[Begin INPUT RECORDS]

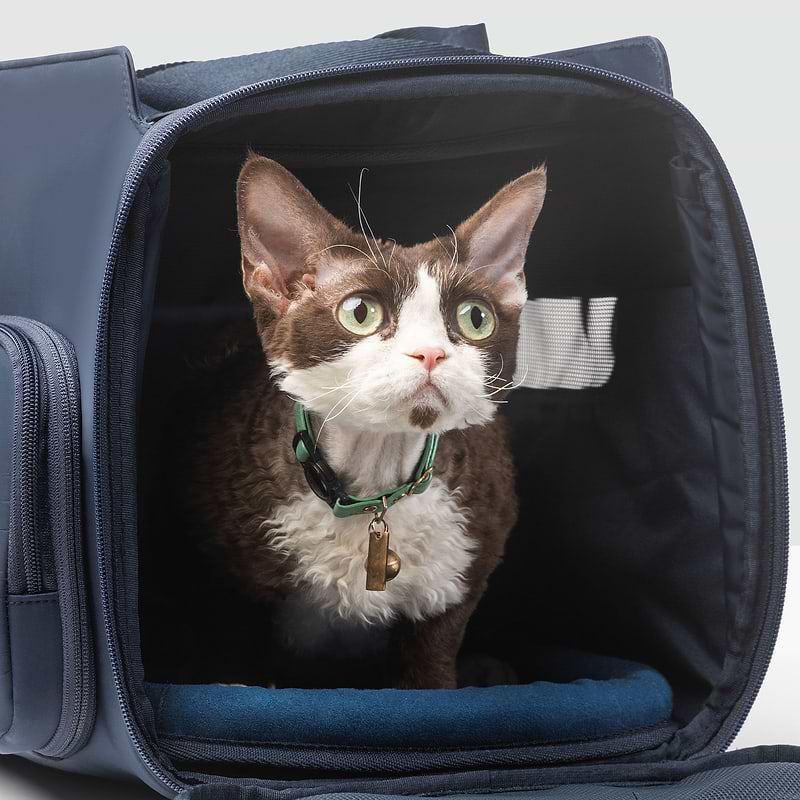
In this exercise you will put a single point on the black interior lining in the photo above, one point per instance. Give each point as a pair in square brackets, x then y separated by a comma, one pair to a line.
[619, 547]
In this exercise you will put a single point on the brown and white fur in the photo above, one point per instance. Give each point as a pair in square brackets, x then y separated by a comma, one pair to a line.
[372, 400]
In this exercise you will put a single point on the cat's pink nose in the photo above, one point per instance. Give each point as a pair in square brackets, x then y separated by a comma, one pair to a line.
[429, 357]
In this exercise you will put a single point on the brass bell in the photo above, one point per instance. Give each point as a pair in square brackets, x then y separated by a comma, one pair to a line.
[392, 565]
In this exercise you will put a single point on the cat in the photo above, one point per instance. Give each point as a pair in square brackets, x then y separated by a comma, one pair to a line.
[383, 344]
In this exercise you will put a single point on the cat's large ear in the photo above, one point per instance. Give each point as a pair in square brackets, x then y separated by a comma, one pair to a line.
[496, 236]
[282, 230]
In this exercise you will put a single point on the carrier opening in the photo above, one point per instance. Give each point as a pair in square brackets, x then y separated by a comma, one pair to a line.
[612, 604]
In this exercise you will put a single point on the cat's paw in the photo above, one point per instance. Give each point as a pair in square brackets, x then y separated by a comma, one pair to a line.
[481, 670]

[End INPUT RECORDS]
[Begin INPUT RECORDS]

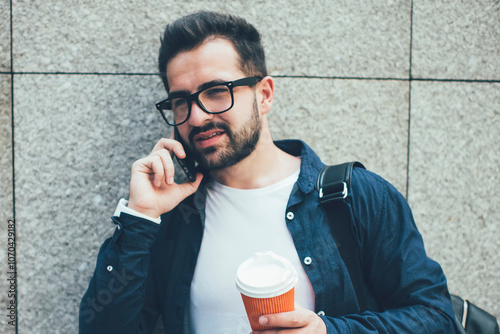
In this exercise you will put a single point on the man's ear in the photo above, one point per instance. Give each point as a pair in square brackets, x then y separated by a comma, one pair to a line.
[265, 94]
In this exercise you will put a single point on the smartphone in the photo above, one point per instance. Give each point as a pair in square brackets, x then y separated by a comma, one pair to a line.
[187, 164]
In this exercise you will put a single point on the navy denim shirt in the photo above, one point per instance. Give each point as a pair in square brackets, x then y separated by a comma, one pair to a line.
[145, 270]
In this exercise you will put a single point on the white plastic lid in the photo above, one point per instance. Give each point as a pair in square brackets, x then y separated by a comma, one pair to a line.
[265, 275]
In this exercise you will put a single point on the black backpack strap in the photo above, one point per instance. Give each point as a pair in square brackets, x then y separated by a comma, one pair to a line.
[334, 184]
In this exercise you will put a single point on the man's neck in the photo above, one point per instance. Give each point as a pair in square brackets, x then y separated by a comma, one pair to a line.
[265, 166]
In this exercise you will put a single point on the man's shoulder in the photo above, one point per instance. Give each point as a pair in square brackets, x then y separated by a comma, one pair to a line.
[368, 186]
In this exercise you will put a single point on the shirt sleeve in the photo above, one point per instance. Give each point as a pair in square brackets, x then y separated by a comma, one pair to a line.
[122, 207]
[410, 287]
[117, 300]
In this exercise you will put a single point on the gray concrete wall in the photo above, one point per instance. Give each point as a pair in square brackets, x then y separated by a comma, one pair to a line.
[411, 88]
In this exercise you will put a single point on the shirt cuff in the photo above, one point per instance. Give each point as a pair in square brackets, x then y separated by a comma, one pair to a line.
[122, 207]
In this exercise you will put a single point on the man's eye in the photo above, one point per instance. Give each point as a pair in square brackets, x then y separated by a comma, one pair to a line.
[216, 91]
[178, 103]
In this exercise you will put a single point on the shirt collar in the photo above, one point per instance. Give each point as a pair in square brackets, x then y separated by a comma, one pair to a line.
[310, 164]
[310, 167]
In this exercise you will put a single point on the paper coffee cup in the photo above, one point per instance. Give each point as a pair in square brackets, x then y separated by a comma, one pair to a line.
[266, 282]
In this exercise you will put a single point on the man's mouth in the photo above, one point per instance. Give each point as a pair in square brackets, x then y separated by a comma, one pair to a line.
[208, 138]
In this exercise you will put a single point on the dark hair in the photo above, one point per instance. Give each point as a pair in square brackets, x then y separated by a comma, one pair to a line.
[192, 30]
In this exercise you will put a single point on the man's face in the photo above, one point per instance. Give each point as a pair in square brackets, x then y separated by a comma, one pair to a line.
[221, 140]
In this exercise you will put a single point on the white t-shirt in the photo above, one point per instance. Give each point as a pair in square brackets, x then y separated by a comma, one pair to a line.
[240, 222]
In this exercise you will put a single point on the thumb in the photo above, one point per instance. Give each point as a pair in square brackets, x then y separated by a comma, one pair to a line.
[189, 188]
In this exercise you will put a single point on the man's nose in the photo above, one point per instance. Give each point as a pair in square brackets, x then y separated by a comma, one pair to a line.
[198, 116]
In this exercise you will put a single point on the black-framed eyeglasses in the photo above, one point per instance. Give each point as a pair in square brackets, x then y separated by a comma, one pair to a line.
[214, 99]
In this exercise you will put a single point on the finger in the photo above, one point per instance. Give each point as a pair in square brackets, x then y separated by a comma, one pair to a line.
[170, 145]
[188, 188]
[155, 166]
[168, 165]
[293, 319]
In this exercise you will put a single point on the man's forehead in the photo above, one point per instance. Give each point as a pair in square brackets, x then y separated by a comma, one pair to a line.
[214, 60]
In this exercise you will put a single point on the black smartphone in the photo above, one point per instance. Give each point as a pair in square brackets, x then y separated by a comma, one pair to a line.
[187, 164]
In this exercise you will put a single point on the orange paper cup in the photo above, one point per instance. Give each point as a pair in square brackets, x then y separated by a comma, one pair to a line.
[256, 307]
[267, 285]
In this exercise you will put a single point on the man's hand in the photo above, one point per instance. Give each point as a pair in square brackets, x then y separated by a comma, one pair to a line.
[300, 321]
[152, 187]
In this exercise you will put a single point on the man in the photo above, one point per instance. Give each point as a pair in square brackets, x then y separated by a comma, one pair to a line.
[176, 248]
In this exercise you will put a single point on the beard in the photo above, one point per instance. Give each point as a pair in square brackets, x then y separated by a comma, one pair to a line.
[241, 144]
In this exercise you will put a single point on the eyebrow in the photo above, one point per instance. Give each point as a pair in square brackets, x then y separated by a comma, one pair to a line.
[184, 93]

[End INPUT RECORDS]

== WRITTEN PROBLEM ==
How many lines in the entries above contain the string "smartphone"? Matching is case-sensitive; reply with the number only.

== COMPLETE RESPONSE ==
2